YOUR GOAL -
Return every line of the data below that contains the string "wheel". Treat the match as case-sensitive.

DATASET RECORDS -
○ ○ ○

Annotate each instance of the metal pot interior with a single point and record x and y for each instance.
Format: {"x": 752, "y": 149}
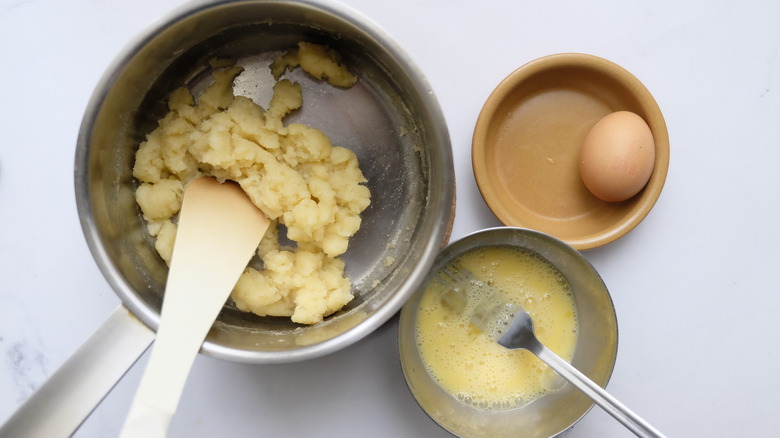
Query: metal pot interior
{"x": 389, "y": 119}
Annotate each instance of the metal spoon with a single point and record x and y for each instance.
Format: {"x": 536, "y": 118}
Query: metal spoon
{"x": 520, "y": 334}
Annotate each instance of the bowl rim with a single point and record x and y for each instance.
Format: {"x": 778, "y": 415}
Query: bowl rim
{"x": 484, "y": 172}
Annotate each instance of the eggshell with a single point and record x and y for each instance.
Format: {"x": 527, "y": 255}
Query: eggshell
{"x": 617, "y": 156}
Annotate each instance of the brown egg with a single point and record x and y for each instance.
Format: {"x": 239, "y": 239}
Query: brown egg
{"x": 617, "y": 156}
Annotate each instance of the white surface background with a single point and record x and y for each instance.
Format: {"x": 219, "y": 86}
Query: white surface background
{"x": 694, "y": 285}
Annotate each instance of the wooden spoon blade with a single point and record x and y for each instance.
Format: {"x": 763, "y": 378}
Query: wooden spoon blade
{"x": 219, "y": 229}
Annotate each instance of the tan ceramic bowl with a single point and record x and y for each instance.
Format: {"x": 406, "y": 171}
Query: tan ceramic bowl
{"x": 525, "y": 150}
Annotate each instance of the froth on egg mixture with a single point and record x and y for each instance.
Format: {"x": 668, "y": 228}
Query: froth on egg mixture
{"x": 472, "y": 366}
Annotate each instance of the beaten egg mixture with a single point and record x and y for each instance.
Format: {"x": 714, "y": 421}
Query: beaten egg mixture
{"x": 475, "y": 368}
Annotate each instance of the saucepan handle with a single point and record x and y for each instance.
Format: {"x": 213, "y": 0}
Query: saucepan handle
{"x": 67, "y": 398}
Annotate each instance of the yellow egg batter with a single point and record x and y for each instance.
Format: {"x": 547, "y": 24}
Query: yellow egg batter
{"x": 472, "y": 366}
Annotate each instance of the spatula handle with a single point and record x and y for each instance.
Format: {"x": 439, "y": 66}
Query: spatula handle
{"x": 610, "y": 404}
{"x": 66, "y": 399}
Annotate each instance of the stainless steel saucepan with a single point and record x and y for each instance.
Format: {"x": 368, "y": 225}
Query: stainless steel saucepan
{"x": 390, "y": 118}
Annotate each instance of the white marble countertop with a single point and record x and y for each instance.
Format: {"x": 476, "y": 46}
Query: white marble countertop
{"x": 694, "y": 284}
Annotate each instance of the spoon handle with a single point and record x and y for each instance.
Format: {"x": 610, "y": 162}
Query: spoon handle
{"x": 599, "y": 396}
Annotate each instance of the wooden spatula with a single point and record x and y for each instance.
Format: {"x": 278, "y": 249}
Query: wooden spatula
{"x": 219, "y": 229}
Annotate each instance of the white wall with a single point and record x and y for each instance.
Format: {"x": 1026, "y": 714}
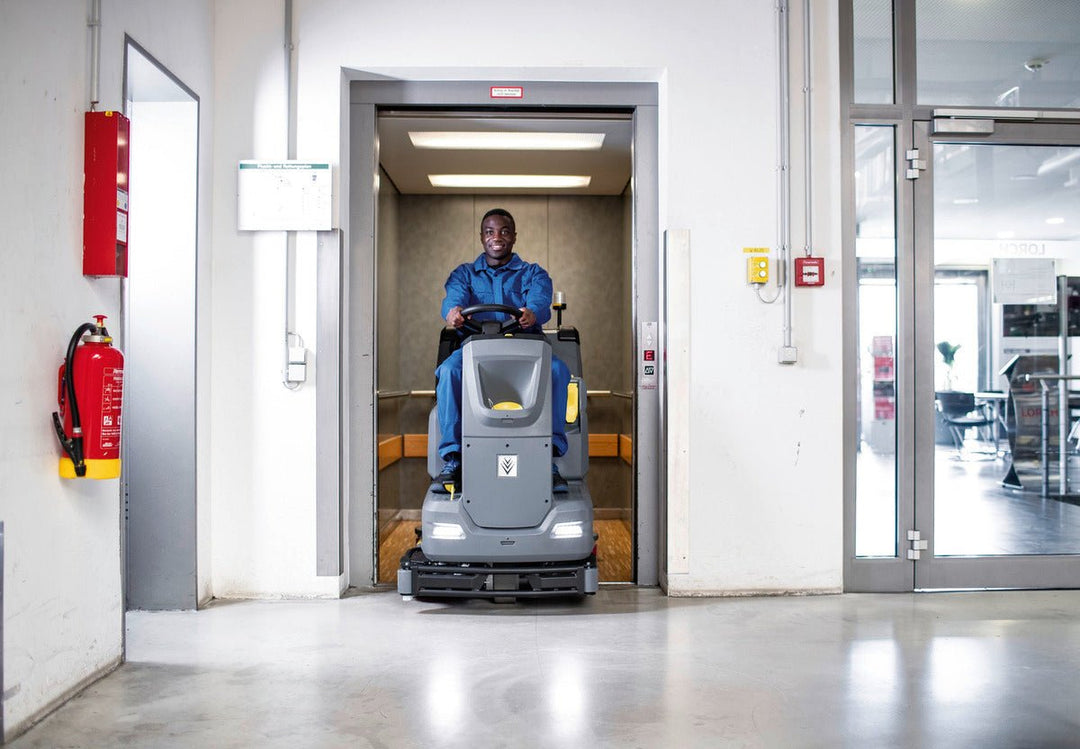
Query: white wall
{"x": 765, "y": 504}
{"x": 63, "y": 601}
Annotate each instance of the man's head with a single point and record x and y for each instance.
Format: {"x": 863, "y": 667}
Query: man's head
{"x": 498, "y": 234}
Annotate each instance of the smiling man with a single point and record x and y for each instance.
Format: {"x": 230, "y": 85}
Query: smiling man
{"x": 498, "y": 276}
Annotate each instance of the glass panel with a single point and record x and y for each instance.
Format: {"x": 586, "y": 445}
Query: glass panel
{"x": 876, "y": 254}
{"x": 1007, "y": 221}
{"x": 998, "y": 54}
{"x": 873, "y": 51}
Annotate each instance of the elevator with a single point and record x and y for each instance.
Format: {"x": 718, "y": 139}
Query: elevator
{"x": 601, "y": 248}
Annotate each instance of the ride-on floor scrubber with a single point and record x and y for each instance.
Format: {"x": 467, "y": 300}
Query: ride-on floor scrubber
{"x": 503, "y": 533}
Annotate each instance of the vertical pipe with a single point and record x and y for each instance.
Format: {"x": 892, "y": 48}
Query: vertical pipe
{"x": 289, "y": 153}
{"x": 785, "y": 180}
{"x": 807, "y": 130}
{"x": 1063, "y": 385}
{"x": 95, "y": 52}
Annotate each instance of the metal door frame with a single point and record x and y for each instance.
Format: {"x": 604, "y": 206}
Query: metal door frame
{"x": 160, "y": 531}
{"x": 931, "y": 572}
{"x": 358, "y": 341}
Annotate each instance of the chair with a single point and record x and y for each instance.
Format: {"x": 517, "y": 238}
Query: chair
{"x": 960, "y": 413}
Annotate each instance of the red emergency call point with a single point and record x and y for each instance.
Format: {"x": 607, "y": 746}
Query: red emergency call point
{"x": 809, "y": 271}
{"x": 105, "y": 195}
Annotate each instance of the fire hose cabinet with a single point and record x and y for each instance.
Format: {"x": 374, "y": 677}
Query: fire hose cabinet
{"x": 105, "y": 195}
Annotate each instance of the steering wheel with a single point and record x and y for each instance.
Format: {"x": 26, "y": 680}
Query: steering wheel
{"x": 505, "y": 326}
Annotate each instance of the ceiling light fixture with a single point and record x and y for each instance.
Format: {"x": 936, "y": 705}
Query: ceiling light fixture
{"x": 549, "y": 181}
{"x": 508, "y": 141}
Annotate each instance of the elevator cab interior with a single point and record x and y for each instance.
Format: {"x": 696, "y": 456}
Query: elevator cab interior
{"x": 582, "y": 235}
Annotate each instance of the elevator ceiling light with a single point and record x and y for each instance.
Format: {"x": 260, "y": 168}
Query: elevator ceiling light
{"x": 550, "y": 181}
{"x": 508, "y": 141}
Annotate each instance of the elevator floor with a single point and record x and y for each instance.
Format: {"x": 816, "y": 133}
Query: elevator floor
{"x": 613, "y": 549}
{"x": 624, "y": 668}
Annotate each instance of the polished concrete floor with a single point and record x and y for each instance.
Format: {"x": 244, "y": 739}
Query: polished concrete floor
{"x": 626, "y": 668}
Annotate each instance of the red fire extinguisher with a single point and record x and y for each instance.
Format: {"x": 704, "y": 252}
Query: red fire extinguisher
{"x": 90, "y": 394}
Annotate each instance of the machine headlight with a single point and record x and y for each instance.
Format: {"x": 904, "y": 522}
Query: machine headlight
{"x": 567, "y": 530}
{"x": 447, "y": 531}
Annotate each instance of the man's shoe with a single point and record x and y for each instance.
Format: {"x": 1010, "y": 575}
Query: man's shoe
{"x": 448, "y": 480}
{"x": 558, "y": 485}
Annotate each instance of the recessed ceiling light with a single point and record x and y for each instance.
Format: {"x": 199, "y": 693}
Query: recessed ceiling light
{"x": 551, "y": 181}
{"x": 508, "y": 141}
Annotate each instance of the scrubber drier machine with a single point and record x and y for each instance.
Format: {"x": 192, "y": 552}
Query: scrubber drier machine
{"x": 503, "y": 533}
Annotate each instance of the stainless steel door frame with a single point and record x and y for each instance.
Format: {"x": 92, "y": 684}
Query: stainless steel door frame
{"x": 160, "y": 472}
{"x": 366, "y": 97}
{"x": 933, "y": 572}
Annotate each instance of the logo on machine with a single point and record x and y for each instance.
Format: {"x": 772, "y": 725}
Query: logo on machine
{"x": 508, "y": 466}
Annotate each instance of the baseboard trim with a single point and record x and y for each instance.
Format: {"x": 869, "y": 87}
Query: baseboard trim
{"x": 13, "y": 732}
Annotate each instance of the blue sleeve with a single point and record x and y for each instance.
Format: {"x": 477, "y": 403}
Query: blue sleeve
{"x": 538, "y": 295}
{"x": 458, "y": 289}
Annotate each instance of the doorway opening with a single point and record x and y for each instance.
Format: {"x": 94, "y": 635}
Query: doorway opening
{"x": 161, "y": 553}
{"x": 602, "y": 250}
{"x": 582, "y": 236}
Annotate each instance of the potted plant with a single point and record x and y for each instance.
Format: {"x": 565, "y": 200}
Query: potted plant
{"x": 948, "y": 355}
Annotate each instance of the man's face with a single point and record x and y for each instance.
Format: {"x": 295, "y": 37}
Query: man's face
{"x": 498, "y": 236}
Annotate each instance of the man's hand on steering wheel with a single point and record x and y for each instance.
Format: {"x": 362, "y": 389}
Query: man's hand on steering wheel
{"x": 516, "y": 322}
{"x": 455, "y": 318}
{"x": 528, "y": 317}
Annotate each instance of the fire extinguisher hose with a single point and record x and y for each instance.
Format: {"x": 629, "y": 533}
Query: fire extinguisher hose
{"x": 72, "y": 445}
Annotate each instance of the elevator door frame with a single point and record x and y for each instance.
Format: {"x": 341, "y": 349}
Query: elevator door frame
{"x": 366, "y": 98}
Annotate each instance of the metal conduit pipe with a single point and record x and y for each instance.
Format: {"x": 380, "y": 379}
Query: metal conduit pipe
{"x": 808, "y": 127}
{"x": 787, "y": 353}
{"x": 94, "y": 23}
{"x": 291, "y": 153}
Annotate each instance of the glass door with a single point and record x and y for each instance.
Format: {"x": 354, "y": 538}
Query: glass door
{"x": 997, "y": 310}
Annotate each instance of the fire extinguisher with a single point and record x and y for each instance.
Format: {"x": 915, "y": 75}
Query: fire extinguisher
{"x": 90, "y": 393}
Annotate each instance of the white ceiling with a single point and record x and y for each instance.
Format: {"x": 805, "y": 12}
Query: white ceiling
{"x": 408, "y": 166}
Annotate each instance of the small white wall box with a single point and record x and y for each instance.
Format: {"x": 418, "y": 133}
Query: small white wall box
{"x": 284, "y": 195}
{"x": 297, "y": 368}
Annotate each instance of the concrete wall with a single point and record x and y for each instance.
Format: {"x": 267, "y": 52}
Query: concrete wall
{"x": 63, "y": 590}
{"x": 765, "y": 498}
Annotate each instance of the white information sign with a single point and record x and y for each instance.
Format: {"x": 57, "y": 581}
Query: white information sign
{"x": 1024, "y": 281}
{"x": 284, "y": 195}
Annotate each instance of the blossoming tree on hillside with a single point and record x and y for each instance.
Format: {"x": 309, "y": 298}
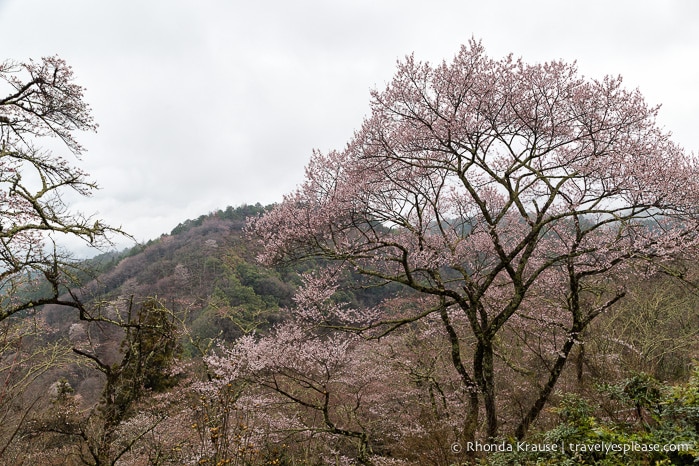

○ ○ ○

COMPLETE ANSWER -
Annotate each instance of the steering wheel with a single point and record x and y for each instance.
Query: steering wheel
Annotate each instance of the man's hand on steering wheel with a single point and record x and y for each instance.
Query: man's hand on steering wheel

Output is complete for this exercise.